Lines from the beginning of the data through the line containing "instructions: Find the" are to be copied exactly, with no other line included.

STORED DATA:
====

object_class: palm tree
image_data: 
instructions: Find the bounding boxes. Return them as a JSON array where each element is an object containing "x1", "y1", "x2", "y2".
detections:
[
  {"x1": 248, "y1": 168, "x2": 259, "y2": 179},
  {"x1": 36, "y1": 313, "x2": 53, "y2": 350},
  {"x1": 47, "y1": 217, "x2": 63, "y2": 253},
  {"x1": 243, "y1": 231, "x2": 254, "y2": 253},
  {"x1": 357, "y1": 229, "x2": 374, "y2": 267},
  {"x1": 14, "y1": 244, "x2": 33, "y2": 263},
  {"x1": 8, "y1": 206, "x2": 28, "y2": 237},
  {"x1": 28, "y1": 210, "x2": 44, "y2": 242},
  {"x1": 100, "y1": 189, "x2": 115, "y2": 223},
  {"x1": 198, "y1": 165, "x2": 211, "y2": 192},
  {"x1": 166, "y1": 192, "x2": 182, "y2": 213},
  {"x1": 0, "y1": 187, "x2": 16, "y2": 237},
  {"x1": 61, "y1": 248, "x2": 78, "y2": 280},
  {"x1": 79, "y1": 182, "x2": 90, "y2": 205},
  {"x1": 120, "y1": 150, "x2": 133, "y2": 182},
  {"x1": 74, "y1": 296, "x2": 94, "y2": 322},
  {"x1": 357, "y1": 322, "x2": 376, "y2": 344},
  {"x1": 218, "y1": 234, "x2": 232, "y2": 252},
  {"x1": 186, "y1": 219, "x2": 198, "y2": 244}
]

====

ANSWER BOX:
object_class: palm tree
image_data: 
instructions: Find the bounding boxes. Return them as a JSON array where each element is an object containing "x1", "y1", "x2", "y2".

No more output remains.